▶ [How to complete this task] Scan the material that follows. Copy every line containing the word "brick".

+ + +

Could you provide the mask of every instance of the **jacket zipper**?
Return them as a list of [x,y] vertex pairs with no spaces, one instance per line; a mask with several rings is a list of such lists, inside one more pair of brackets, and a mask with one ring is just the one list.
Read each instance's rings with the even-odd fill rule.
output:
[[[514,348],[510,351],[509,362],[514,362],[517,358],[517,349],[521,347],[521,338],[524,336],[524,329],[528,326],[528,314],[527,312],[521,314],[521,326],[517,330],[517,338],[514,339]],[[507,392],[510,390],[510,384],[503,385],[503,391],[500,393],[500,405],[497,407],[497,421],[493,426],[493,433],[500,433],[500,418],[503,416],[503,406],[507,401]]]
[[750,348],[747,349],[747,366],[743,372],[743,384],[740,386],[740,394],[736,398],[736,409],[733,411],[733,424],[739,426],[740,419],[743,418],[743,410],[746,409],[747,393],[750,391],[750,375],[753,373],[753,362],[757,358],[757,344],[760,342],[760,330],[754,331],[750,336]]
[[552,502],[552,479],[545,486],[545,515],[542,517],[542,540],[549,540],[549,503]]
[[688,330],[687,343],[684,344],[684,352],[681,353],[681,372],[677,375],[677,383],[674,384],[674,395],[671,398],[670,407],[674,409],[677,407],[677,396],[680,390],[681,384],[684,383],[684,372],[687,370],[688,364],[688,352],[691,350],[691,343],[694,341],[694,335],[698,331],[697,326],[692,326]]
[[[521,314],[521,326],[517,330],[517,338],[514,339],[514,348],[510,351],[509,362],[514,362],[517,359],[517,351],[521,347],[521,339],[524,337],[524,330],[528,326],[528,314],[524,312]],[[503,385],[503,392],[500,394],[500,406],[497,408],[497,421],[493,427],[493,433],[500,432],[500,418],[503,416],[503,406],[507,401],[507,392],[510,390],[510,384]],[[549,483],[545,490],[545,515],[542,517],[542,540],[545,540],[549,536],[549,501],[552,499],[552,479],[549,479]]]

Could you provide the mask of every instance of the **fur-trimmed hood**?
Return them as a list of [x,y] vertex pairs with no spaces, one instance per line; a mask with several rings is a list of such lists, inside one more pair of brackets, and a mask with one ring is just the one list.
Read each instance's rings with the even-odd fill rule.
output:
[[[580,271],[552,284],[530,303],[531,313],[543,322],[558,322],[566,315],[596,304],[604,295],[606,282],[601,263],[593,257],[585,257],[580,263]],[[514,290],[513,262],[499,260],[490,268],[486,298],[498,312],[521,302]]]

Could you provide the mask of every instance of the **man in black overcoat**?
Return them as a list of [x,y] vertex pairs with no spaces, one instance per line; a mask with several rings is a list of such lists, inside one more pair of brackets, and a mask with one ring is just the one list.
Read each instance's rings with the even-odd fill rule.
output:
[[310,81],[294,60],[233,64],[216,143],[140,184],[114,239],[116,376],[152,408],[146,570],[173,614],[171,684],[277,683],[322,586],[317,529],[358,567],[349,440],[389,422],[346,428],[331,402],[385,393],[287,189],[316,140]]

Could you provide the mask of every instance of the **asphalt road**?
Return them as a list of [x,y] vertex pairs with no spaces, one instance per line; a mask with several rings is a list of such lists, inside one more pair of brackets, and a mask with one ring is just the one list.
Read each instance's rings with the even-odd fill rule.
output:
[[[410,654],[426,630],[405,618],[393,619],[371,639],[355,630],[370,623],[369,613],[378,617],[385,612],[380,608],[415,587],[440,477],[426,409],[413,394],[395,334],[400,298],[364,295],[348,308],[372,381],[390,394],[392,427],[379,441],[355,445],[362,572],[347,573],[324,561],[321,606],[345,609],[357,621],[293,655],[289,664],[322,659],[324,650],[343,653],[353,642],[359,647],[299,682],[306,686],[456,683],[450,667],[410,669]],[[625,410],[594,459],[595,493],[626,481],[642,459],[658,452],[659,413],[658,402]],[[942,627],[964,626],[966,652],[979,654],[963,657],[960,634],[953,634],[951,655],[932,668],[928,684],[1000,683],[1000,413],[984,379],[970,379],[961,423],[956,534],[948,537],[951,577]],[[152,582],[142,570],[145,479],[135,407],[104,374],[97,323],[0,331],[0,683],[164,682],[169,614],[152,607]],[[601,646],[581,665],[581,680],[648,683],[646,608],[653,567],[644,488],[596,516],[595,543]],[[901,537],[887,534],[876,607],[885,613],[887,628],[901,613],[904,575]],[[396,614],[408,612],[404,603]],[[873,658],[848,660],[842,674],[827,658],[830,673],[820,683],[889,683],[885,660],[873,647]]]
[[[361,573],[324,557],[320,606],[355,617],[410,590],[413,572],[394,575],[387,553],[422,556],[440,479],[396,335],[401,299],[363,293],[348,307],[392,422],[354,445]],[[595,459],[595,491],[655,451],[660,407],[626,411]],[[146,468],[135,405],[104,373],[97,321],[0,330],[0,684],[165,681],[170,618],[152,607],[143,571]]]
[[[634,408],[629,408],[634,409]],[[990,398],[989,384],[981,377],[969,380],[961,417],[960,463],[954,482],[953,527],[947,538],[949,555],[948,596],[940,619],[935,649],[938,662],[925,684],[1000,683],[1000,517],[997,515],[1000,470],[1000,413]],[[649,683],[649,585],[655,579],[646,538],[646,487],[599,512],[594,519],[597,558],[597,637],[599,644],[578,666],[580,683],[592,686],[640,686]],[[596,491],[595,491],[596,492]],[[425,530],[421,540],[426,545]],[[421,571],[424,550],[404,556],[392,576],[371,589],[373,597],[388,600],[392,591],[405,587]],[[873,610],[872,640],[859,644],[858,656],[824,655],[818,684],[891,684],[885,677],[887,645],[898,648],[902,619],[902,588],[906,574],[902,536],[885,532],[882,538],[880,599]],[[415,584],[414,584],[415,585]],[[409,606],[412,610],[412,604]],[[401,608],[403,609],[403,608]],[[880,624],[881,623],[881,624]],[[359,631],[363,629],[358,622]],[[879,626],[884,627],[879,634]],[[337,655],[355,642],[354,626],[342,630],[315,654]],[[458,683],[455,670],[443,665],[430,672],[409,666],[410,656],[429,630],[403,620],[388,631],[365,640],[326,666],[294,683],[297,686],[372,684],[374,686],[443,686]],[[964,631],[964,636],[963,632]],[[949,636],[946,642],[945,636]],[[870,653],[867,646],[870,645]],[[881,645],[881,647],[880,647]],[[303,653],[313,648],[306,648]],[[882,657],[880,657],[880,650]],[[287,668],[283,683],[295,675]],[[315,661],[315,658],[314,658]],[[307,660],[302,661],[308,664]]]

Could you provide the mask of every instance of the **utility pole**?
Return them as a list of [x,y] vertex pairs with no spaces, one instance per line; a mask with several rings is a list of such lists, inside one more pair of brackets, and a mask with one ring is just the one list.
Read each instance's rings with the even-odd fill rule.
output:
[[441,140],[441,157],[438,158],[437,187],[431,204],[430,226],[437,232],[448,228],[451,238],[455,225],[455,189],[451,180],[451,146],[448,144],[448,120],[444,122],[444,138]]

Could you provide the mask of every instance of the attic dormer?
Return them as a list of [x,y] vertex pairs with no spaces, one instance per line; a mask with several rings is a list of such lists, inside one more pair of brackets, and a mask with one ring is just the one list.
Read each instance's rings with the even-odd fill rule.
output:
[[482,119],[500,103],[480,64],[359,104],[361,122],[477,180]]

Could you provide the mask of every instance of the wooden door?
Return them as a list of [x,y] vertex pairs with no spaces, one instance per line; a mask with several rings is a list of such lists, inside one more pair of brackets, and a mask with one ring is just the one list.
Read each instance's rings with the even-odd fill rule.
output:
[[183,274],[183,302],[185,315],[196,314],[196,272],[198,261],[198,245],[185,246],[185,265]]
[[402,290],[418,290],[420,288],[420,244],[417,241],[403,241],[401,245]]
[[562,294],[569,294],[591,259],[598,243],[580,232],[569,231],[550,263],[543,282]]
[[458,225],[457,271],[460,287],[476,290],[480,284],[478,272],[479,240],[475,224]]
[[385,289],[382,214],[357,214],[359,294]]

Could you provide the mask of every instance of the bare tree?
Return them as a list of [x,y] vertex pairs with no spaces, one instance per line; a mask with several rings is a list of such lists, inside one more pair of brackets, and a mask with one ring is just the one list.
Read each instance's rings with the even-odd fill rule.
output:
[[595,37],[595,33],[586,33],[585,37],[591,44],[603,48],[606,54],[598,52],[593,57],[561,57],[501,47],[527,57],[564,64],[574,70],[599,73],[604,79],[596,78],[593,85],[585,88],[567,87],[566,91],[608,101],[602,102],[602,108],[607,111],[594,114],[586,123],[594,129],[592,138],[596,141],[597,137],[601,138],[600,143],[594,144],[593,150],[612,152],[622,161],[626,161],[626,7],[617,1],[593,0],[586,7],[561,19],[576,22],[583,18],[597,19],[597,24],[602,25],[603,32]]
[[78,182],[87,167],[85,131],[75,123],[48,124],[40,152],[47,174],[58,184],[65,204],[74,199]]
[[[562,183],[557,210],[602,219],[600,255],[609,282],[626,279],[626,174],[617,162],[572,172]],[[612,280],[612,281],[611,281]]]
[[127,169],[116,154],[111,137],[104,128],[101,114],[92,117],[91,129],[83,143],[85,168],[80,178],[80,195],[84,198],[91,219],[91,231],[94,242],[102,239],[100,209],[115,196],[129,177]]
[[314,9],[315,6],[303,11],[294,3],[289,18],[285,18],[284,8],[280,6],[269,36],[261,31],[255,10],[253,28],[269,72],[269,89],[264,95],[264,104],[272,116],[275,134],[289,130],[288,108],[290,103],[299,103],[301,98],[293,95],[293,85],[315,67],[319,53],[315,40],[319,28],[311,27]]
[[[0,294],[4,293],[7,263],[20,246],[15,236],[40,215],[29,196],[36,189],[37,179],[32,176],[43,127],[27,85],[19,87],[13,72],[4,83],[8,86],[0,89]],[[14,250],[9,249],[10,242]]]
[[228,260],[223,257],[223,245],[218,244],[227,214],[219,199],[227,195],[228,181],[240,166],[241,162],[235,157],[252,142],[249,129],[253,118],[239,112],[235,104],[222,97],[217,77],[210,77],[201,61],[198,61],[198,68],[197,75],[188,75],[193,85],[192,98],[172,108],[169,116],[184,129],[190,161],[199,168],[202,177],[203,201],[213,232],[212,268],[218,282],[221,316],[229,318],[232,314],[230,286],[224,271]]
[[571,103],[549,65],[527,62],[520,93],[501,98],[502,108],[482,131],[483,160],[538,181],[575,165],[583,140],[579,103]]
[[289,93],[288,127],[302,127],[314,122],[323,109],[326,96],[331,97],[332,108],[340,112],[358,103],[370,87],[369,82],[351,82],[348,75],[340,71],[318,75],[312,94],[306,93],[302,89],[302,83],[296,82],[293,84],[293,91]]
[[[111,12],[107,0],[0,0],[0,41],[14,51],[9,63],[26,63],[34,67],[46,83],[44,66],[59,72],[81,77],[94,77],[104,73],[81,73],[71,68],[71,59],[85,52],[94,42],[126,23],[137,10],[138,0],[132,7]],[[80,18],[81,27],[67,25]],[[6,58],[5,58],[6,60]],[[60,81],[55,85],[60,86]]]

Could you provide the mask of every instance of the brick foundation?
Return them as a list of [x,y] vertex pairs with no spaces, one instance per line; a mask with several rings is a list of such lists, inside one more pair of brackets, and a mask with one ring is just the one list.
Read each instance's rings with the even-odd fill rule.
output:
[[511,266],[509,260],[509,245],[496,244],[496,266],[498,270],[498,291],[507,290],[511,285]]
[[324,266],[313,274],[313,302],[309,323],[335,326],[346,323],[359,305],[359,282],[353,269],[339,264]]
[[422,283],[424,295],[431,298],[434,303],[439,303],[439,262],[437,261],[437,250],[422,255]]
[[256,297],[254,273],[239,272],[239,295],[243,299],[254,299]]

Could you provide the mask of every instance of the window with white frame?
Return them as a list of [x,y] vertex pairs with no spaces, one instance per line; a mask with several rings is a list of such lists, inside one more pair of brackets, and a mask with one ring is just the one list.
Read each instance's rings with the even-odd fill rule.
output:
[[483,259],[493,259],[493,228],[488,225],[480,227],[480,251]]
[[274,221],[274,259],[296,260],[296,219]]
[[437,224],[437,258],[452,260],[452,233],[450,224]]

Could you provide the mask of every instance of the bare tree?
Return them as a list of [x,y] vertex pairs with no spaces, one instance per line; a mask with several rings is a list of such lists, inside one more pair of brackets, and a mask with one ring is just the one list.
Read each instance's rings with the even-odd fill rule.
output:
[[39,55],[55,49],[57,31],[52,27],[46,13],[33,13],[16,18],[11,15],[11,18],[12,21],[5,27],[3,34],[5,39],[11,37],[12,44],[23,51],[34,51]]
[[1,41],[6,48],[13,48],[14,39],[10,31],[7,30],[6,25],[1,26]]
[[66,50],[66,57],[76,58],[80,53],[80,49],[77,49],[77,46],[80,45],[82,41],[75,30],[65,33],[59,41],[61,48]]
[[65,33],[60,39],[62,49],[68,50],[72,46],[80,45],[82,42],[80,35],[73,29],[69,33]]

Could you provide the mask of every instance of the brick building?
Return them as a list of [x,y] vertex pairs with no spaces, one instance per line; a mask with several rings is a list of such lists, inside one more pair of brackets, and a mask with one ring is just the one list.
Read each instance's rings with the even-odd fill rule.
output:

+ + +

▶ [Exercise answer]
Could you provide the mask of every instance of the brick foundation?
Could you provide the mask of every instance of the brick building?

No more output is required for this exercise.